The line with "Can you find the white trousers" marks the start; write out that line and all following lines through the end of the listing, exactly.

Data provided |
• • • • • • •

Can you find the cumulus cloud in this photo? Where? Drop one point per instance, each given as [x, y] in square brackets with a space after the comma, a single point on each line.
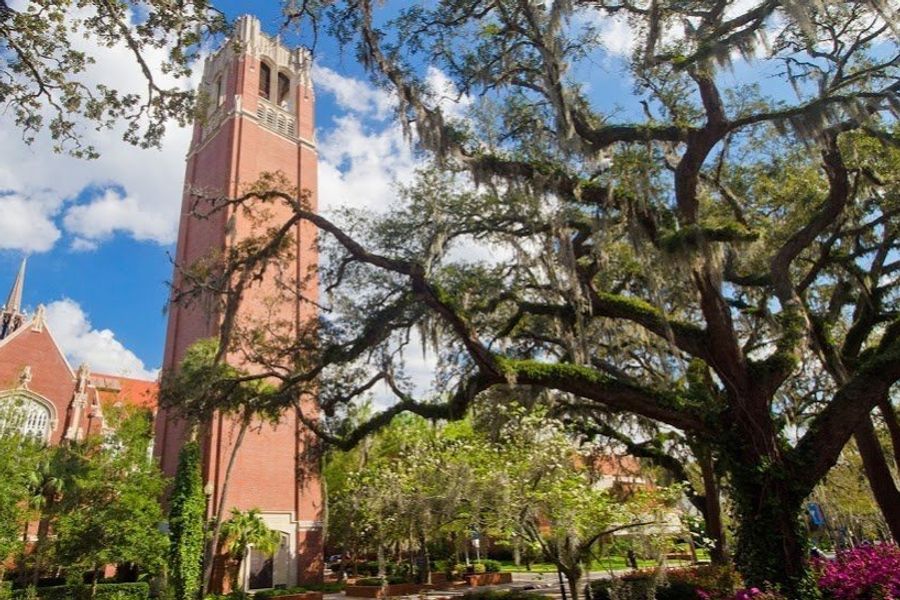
[352, 94]
[151, 179]
[99, 348]
[27, 223]
[111, 212]
[359, 166]
[446, 94]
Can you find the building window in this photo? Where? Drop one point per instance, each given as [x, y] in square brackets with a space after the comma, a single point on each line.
[24, 415]
[265, 83]
[220, 91]
[284, 90]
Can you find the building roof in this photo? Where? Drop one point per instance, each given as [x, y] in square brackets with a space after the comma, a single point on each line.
[115, 389]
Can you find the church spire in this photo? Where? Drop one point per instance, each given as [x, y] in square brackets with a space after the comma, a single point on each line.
[11, 316]
[14, 300]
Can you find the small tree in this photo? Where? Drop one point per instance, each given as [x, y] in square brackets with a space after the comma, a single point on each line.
[186, 521]
[18, 457]
[112, 513]
[245, 530]
[203, 385]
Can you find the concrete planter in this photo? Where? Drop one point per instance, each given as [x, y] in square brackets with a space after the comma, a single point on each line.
[387, 591]
[479, 579]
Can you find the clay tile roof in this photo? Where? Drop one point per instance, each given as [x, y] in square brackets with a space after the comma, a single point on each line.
[114, 389]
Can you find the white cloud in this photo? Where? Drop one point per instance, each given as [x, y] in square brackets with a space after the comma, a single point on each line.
[27, 223]
[359, 167]
[446, 94]
[111, 212]
[151, 178]
[352, 94]
[617, 35]
[99, 348]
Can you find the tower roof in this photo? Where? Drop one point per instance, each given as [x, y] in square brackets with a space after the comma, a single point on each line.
[14, 300]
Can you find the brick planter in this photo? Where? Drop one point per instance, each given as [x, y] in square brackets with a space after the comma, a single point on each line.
[479, 579]
[300, 596]
[388, 591]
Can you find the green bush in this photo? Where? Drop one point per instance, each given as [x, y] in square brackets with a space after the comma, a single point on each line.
[502, 595]
[279, 592]
[328, 587]
[640, 588]
[105, 591]
[491, 566]
[235, 595]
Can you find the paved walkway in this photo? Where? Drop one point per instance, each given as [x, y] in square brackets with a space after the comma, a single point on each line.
[545, 584]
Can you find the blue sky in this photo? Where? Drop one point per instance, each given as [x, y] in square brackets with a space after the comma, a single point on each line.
[98, 234]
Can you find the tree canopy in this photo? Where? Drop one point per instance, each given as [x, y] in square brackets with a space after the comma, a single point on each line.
[679, 261]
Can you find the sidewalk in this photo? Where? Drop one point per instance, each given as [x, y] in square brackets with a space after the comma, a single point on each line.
[544, 584]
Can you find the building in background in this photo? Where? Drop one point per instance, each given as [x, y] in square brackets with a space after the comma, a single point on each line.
[259, 120]
[41, 395]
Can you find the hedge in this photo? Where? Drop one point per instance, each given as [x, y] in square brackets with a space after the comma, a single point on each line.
[503, 595]
[105, 591]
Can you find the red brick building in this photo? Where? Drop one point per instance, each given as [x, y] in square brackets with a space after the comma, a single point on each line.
[259, 120]
[41, 393]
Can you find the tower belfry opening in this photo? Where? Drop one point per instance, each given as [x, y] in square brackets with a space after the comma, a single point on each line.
[262, 121]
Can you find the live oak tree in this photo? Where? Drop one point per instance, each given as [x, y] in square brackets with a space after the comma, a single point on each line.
[674, 263]
[416, 484]
[203, 386]
[46, 79]
[111, 513]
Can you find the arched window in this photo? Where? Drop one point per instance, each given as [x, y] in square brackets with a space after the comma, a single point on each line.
[265, 83]
[284, 90]
[220, 91]
[26, 415]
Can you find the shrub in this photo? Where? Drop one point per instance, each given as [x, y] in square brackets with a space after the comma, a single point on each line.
[863, 573]
[369, 568]
[328, 587]
[502, 595]
[695, 583]
[390, 579]
[105, 591]
[263, 595]
[491, 566]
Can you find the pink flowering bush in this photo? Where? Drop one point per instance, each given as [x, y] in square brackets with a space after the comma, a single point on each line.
[864, 573]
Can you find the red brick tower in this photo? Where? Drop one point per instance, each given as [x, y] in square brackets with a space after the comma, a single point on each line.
[260, 120]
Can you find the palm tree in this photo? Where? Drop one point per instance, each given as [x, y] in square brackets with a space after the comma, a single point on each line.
[243, 531]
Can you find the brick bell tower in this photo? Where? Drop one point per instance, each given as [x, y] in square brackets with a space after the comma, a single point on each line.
[259, 120]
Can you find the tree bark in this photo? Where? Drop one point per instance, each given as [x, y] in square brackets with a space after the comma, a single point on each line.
[712, 514]
[893, 425]
[213, 545]
[879, 475]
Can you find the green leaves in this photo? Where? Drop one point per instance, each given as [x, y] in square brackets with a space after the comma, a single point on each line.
[186, 524]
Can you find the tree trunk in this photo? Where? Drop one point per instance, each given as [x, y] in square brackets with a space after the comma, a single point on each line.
[423, 542]
[213, 545]
[893, 425]
[40, 547]
[770, 539]
[573, 576]
[381, 565]
[879, 475]
[94, 579]
[712, 515]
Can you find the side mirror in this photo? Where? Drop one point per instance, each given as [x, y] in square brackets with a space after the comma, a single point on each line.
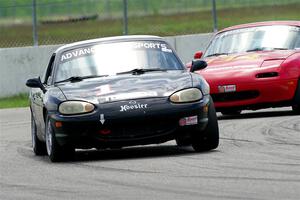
[35, 83]
[198, 65]
[198, 55]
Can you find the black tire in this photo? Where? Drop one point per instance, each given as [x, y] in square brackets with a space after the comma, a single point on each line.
[231, 112]
[38, 147]
[296, 106]
[208, 139]
[56, 152]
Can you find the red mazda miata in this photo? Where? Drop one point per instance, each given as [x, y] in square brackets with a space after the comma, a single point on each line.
[254, 66]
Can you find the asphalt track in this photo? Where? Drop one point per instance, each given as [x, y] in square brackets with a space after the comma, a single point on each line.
[258, 158]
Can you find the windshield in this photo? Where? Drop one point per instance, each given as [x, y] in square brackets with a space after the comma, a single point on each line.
[255, 39]
[115, 58]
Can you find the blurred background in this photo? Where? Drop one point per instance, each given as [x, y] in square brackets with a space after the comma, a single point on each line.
[47, 22]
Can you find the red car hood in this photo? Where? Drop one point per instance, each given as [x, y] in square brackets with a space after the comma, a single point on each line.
[244, 60]
[227, 69]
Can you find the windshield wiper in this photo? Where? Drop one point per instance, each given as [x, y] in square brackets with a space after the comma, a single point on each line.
[217, 54]
[79, 78]
[138, 71]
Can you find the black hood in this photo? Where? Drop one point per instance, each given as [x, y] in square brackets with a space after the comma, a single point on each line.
[127, 86]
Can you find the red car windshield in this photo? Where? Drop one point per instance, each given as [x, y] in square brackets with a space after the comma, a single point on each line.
[262, 38]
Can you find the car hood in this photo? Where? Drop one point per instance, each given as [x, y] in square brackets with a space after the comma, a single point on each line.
[244, 60]
[127, 86]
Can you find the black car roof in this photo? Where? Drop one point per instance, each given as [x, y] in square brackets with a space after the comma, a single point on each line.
[108, 39]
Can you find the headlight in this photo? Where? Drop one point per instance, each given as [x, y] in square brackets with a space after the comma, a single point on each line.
[75, 107]
[205, 87]
[187, 95]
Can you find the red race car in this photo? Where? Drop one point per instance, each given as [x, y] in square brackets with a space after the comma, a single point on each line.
[254, 66]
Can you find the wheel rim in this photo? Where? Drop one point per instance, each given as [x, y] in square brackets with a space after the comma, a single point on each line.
[49, 141]
[33, 132]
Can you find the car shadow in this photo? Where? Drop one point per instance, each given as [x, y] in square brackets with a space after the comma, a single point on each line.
[139, 152]
[258, 114]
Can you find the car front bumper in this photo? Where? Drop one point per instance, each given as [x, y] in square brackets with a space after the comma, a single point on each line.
[256, 94]
[127, 123]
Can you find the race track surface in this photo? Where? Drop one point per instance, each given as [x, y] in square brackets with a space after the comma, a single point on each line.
[258, 158]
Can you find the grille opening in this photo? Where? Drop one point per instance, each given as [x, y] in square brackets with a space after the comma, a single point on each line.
[267, 75]
[235, 96]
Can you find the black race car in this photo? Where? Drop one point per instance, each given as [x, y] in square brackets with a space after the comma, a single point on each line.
[116, 92]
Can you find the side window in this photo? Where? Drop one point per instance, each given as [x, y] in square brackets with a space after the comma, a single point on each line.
[47, 76]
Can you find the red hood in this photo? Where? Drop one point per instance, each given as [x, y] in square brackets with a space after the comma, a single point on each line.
[242, 67]
[244, 60]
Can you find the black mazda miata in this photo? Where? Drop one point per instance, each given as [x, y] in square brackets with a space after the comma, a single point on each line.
[116, 92]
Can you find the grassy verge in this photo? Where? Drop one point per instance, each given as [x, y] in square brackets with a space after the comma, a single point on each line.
[163, 25]
[20, 100]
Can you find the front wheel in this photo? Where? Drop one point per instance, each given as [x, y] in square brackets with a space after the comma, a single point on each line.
[56, 152]
[296, 106]
[208, 139]
[38, 147]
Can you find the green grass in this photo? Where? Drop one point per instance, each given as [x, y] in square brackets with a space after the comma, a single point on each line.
[20, 100]
[163, 25]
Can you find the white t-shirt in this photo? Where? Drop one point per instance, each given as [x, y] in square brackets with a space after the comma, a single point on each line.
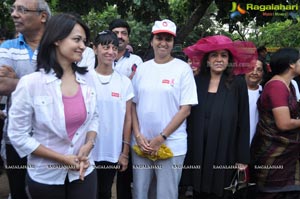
[253, 112]
[111, 104]
[125, 63]
[160, 90]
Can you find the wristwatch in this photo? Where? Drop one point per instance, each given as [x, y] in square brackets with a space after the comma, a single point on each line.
[163, 135]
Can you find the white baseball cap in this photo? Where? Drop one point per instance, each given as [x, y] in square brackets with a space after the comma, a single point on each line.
[164, 26]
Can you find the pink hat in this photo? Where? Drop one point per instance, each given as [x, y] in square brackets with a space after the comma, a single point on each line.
[164, 26]
[244, 53]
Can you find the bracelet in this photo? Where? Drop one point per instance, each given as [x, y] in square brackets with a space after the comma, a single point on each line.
[125, 156]
[125, 142]
[91, 140]
[163, 135]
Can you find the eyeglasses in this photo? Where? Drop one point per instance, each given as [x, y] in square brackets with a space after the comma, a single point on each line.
[258, 70]
[104, 32]
[23, 10]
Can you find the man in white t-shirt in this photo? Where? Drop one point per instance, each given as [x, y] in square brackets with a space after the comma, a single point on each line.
[164, 90]
[126, 63]
[253, 80]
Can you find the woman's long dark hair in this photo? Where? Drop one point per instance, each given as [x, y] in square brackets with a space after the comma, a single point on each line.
[228, 72]
[58, 28]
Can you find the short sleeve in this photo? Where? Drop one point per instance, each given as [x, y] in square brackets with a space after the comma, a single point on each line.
[277, 94]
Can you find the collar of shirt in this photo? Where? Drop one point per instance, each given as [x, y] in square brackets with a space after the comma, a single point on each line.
[50, 77]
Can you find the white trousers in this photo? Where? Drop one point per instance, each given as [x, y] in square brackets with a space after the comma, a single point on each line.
[156, 179]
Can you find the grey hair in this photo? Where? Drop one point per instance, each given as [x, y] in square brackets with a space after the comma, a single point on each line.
[43, 5]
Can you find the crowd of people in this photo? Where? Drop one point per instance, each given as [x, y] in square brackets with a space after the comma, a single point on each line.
[75, 117]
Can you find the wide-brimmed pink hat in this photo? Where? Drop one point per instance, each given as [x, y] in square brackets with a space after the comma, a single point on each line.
[244, 53]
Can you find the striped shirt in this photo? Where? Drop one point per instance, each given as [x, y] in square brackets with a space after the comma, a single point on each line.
[17, 54]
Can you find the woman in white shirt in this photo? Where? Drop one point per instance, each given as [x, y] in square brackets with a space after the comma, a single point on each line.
[45, 126]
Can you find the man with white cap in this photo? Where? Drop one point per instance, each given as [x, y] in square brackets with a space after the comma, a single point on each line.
[164, 90]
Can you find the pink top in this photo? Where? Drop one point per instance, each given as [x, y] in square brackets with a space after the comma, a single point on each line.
[75, 112]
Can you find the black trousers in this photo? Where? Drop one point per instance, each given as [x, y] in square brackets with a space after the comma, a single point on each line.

• • • • • • •

Output of the exercise |
Can you find the white trousers in this photo? Where? Drop one point per instance, each given as [x, y] in square brackets with a space after the comma, a single point on each line.
[156, 179]
Can you find the grey hair in this photo? Where? Drop one point per instance, each given as [x, y] in square brackets with a space after the comma, a single point on each line.
[43, 5]
Can you find the crowd of people in this photo? Where? Drop one point per instance, each given as [x, y] in square brackets with a space after the comma, a single point on each line.
[75, 117]
Can you find the wide-brimmed pink hat in this photo? Where? Drop one point per instance, each given as [x, y] in square brackets with a space after the comma, a single point on each line.
[244, 53]
Can you find the striped shirt in this photo? Where? Drop one point per instance, each given as [x, y] in square brackets with a space after the comma, a single point on each line.
[17, 54]
Can you find the woman in white shirt in this photo? Where? Drop one point per instance, each given as [x, y] in square brackets with a space after the comma, a single point on each line.
[45, 126]
Can you find the man with white cap in this photo? Where? Drop one point per instance, each given as [x, y] in square brackets with a space after the comma, a single point on each line.
[164, 90]
Can you find the pink top in this photo? Where? Drop one point per instance, each given as [x, y] in square brackets with a space after the comma, a single point on each line.
[75, 112]
Can you find the black trousers in this photo? Where? Drop one point per instance, each given as [x, y] in square brackets with a space after the comma, a single point on each line.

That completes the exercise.